> _Records supplied_
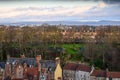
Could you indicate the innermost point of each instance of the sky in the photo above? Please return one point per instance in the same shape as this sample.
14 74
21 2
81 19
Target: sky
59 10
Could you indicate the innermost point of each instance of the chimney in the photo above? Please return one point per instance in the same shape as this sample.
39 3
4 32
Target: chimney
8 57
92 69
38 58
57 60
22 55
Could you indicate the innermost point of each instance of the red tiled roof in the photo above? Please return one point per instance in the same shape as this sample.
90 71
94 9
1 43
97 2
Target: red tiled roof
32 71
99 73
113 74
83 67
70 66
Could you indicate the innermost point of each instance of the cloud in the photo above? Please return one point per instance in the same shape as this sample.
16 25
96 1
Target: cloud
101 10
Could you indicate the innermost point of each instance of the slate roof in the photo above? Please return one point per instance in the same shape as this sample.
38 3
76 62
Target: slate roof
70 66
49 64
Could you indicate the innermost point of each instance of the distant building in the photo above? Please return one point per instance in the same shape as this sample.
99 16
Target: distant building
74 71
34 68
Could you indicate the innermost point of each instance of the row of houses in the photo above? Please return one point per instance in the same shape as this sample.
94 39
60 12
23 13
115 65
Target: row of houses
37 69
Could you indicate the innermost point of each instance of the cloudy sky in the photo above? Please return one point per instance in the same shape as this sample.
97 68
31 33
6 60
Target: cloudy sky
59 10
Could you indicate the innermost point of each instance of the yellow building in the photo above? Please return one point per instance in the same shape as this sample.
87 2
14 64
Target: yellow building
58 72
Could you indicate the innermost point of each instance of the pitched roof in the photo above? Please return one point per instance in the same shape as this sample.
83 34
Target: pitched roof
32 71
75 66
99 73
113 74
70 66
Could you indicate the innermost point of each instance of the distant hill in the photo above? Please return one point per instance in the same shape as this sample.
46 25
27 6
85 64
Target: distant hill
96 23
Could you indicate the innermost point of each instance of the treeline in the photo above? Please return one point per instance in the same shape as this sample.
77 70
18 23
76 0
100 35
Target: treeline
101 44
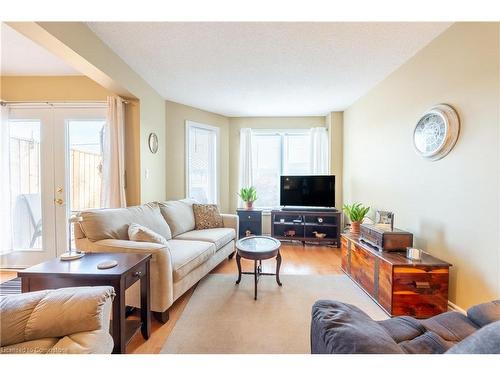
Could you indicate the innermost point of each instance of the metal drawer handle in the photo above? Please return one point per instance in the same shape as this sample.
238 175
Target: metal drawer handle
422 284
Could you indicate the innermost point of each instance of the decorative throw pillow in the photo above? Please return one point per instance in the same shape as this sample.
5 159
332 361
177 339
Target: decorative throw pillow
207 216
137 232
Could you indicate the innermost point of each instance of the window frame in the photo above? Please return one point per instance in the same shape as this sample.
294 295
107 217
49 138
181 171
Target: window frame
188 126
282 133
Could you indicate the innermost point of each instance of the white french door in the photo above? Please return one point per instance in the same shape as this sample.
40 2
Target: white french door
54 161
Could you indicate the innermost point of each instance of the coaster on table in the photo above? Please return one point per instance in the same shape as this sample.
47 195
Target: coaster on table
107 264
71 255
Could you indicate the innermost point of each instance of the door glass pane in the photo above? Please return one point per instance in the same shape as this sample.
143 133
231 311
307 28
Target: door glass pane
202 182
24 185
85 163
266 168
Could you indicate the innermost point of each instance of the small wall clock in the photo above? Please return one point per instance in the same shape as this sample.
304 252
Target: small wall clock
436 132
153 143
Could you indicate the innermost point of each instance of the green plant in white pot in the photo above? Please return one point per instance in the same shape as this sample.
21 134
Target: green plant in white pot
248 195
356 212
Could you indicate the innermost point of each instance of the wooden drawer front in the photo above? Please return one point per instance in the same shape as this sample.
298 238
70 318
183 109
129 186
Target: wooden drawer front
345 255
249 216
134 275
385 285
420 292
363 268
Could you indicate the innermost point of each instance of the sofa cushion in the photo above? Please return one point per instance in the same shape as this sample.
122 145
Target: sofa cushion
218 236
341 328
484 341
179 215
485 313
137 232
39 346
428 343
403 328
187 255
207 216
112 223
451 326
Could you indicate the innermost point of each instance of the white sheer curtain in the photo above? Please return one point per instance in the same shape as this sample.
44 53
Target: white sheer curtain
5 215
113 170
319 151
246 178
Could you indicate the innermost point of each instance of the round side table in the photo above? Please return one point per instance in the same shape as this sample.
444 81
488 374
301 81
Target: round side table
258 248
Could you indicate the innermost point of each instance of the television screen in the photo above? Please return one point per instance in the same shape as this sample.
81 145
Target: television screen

> _Exercise task_
Rewrite the rows from the line containing "of the television" through the end of the rows, replacing "television screen" with "TV screen" and leaving everything else unchanged.

> _Complete response_
Could you indicate the innermost point of each instance of the TV screen in the photo above? Please return one point per instance in the same shape as this sample.
81 145
Target: TV screen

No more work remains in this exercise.